TEXT BLOCK:
######

Additional remarks concerning performance under secular bear markets

As a consequence of my second post concerning the Dow Theory stress-test, Alpha Dow posted this comment:

Hi there. First of all -- I love the site. I'm an 18yr disciple of Dow Theory and a subscriber to Schannep and a practitioner myself. There is a dearth of material out there about Dow Theory so you are doing the world a great service. I would like to say that although I agree with most of the article, it is at risk of sounding a bit facile. During the most recent decline from the May high to the October low (approx 14% on the Dow), I believe Schannep was at least 50% invested and most people are probably even more so. I may be wrong but JS himself says people use his service in different ways. I certainly don't just buy the ETFs that he does. I use it as a "regime filter" to know when to be aggressively long and when to play defense. I appreciate that this study is only for academic purposes and to elucidate the merit of the theory, but I think it risks sounding a bit pollyannaish to suggest a 6% loss is all that can be expected in a secular bear. We haven't even talked about transactions costs, slippage, emotions and taxes!

This post further elaborates on Alpha Dow's comment.

Schannep's mixes his Dow Theory with his proprietary "timing indicator", and hence signals derived from the Dow Theory just weight "50%". In other words, if one gets a Dow Theory "sell" (primary bear market) signal, whereas the "timing indicator" remains on a "buy" mode, he will only sell ½ of the position. This is why as of this writing Schannep remains invested at 50%.

######

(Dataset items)
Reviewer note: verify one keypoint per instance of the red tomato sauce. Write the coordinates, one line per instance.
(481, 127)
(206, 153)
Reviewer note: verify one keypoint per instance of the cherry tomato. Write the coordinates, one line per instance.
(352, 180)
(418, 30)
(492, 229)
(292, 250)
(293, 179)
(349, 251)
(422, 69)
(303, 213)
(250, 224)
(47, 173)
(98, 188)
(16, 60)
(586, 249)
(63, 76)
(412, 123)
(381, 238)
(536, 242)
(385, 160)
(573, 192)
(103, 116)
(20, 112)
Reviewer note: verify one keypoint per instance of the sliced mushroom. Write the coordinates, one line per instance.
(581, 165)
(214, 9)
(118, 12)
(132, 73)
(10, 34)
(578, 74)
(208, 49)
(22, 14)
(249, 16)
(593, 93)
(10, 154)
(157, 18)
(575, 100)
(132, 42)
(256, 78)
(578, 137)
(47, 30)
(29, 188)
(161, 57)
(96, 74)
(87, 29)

######

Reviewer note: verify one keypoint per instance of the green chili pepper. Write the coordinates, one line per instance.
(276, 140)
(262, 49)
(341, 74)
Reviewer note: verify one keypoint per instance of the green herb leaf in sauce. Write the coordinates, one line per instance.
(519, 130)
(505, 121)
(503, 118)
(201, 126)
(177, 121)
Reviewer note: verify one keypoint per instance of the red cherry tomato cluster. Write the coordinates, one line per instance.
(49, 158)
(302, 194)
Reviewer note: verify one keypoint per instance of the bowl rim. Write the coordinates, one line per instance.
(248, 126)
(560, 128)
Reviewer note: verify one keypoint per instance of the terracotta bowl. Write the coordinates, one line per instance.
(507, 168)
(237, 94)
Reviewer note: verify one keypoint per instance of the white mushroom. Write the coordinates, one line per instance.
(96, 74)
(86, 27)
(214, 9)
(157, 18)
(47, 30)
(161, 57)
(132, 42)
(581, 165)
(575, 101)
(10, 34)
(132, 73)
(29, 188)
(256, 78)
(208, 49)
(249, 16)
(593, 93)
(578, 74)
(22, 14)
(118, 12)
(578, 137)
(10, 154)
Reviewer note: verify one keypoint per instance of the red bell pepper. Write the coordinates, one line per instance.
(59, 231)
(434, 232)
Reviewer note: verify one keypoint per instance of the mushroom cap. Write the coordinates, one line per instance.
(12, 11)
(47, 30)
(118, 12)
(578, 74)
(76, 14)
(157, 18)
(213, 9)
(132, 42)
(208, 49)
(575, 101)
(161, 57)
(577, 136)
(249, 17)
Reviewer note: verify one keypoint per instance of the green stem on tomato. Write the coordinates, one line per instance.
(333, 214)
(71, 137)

######

PROBLEMS AND TASKS:
1) Quote the passage of the Dow Theory text from "Schannep's mixes his" to "invested at 50%.", keeping every word as it appears.
2) Continue the Dow Theory text on Schannep's approach from where it stops.

RESULTS:
1)
Schannep's mixes his Dow Theory with his proprietary "timing indicator", and hence signals derived from the Dow Theory just weight "50%". In other words, if one gets a Dow Theory "sell" (primary bear market) signal, whereas the "timing indicator" remains on a "buy" mode, he will only sell ½ of the position. This is why as of this writing Schannep remains invested at 50%.

2)
This blog focuses exclusively on the Dow Theory, and does not use "Schannep's timing indicator". It is not because I find it defective, but, rather, because the "timing indicator" is not Dow Theory and the exclusive focus of this blog is the Dow Theory. The focus of my post was to assess what to expect under secular bear markets when exclusively applying the Dow Theory. I want to isolate its performance.

In the past, Schannep's timing indicator has quite closely mimicked his Dow Theory signals (i.e. 1987 crash). However, there is no guarantee that at any critical future juncture it will continue to do so. Hence, at certain instances, such as the current market environment, the Dow Theory may signal a "sell", whereas the "timing indicator" remains at a "buy". It is clear that when mixing both timing devices, there is a higher risk of enduring larger losses. If the current decline turns into a "big" decline, those remaining at 50% invested will endure a larger loss than those who only applied the Dow Theory, and run for the exits on December 11 (date of the primary bear market signal).

I am not saying that using the timing indicator is worse than just applying the Dow Theory. In real time nobody knows what is going to happen, and hence, should the current decline fizzle out, and a new powerful rally emerge, then it would have been wiser to remain invested at 50%. In other words, sometimes it is better to just use the Dow Theory; sometimes it is better to mix it with the "timing indicator" in order not to be so "reactive".

Of course, the downside of using the "timing indicator" will be a slighter greater tendency to larger losses when markets decline in earnest. So mixing the Dow Theory with the timing indicator will result in the following profile:

a) less whipsaws, as one remains partially invested when there is a failed Dow Theory sell signal ("failed" meaning that the next buy is at a higher level than the sell signal).

b) slightly higher losses, when the Dow Theory alone did not whipsaw (that is, when the next buy was at a lower level than the sell signal).

We should bear in mind that most Dow Theory sell signals are successful, that is, the next "buy" comes at a lower price level.

Schannep's own book, gives us an idea of the losses to be expected when using the "timing" indicator versus just using the Schannep's Dow Theory.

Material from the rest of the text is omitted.